Foto: Rückeis / Montage: DP HINTER DEN LINDEN Einem geschenkten Gaul, so mahnt die ehrbare Zunft der Rosshändler, schaut man nicht ins Maul. Aber einem geschenkten Adventskalender?

Foto: Rückeis / Montage: DP

HINTER DEN LINDEN

Einem geschenkten Gaul, so mahnt die ehrbare Zunft der Rosshändler, schaut man nicht ins Maul. Aber einem geschenkten Adventskalender? Dem darf man, ja, dem soll man sogar hinter die Türchen schauen, denn das ist sein Daseinszweck: 24 Trösterchen anzubieten, die einem durch die dunklen Tage helfen und die Wartezeit aufs Christkind verkürzen.

Bei der Techniker Krankenkasse haben die Trösterchen logischerweise Tablettenform. 24 Pillen hat uns der Versicherer geschickt, in Kalenderform, schön durchnummeriert bis zum Heiligen Abend. Und gestern Morgen hätten wir eigentlich beginnen müssen mit dem adventlichen Tablettenschlucken. Doch irgendetwas lässt uns zögern. Ist es die Tatsache, dass uns die Pillen von keinem Arzt verordnet und von keinem Apotheker empfohlen wurden? Fehlt uns womöglich die Packungsbeilage, die vor Risiken und Nebenwirkungen warnt? Man ist ja doch, wenn es ums leibliche Wohl geht, ein wenig konservativ.

> **Aufgabe 1**
Beantworte diese Fragen zum Text über den Adventskalender:
(a) Von welchem Versicherer kommen die Pillen?
(b) Wie viele Pillen enthält der Kalender?
(c) Wann hätte man mit dem Tablettenschlucken eigentlich anfangen müssen?
> **Aufgabe 2**
Stimmen diese Aussagen mit dem Text über den Adventskalender überein? Antworte jeweils mit Ja oder Nein und zitiere die entscheidenden Worte.
(a) Die Pillen sind bis zum Heiligen Abend durchnummeriert.
(b) Die Rosshändler raten, einem geschenkten Gaul ins Maul zu schauen.
(c) Gestern Morgen wurde mit dem Tablettenschlucken begonnen.
> **Aufgabe 3**
Schreib den Text über den Adventskalender nach seinem letzten Satz weiter.

> **Folgende Zeilen**
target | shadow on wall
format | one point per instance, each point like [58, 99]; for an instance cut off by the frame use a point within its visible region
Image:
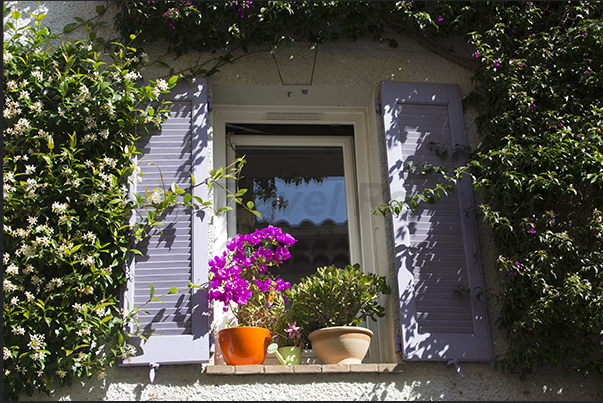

> **Antwort 1**
(a) Von der Techniker Krankenkasse.
(b) 24 Pillen.
(c) Gestern Morgen.

> **Antwort 2**
(a) Ja: „schön durchnummeriert bis zum Heiligen Abend“
(b) Nein: „Einem geschenkten Gaul, so mahnt die ehrbare Zunft der Rosshändler, schaut man nicht ins Maul.“
(c) Nein: „Doch irgendetwas lässt uns zögern.“

> **Antwort 3**
Auch die versprochene Süße – „das Gesundheitswesen hält nicht nur bittere Pillen bereit“, steht im Begleitschreiben – hilft nicht gegen das mulmige Gefühl. Ist es bloß ein seltsamer Zufall, dass ebenjene Techniker Krankenkasse dieser Tage angekündigt hat, ihren Beitragssatz zum 1. Januar nicht zu senken? Die Kosten der Adventskalender-Aktion können so hoch nicht gewesen sein. Aber vielleicht steckt in den Pillen ja eine gehörige Portion Baldrian und Johanniskraut, zur Beruhigung wutschnaubender Kommentatoren. Die Neugier wird siegen, wir werden’s ausprobieren. Und wenn Sie demnächst bei uns keinen kritischen Beitrag zur Krankenkassenpolitik mehr entdecken, dann hat die tägliche Tablettengabe wohl gewirkt. Friedvolle Adventszeit!